• [Requirement]: Rewrite the rows below, replacing "long stone building" with "low brick warehouse" each time it occurs and keeping everything else unchanged.

-- Begin --

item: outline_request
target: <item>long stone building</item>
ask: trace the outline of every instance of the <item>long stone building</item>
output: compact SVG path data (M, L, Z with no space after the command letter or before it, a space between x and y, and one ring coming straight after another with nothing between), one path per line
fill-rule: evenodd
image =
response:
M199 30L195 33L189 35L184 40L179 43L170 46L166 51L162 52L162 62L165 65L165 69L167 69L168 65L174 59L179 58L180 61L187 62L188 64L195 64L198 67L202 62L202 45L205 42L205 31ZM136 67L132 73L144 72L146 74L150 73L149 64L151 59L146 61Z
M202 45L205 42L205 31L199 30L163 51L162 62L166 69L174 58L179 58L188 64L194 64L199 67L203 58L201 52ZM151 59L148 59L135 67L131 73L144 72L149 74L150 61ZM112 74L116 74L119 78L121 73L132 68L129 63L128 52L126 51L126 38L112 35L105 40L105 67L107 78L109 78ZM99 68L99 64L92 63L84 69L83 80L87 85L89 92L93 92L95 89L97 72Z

-- End --

• [Right answer]:
item: outline_request
target: <item>low brick warehouse</item>
ask: trace the outline of every instance of the <item>low brick warehouse</item>
output: compact SVG path data (M, L, Z with no space after the command letter or before it, a space between x and y, and one ring coming straight after another with nothing between), one path per line
fill-rule: evenodd
image =
response:
M199 30L195 33L189 35L184 40L179 43L170 46L166 51L162 52L162 62L165 65L165 69L167 69L168 65L174 59L179 58L180 61L187 62L188 64L195 64L198 67L202 62L202 45L205 42L205 31ZM136 67L132 73L144 72L146 74L150 73L149 64L151 59L146 61Z
M202 45L205 42L205 31L199 30L163 51L162 62L166 69L174 58L179 58L188 64L194 64L199 67L203 58L201 52ZM151 59L148 59L135 67L131 73L144 72L149 74L150 61ZM112 74L116 74L119 78L121 73L132 68L129 63L128 52L126 51L126 38L112 35L105 40L105 67L107 78L109 78ZM99 68L99 64L92 63L84 69L83 80L87 85L89 92L93 92L95 89L97 72Z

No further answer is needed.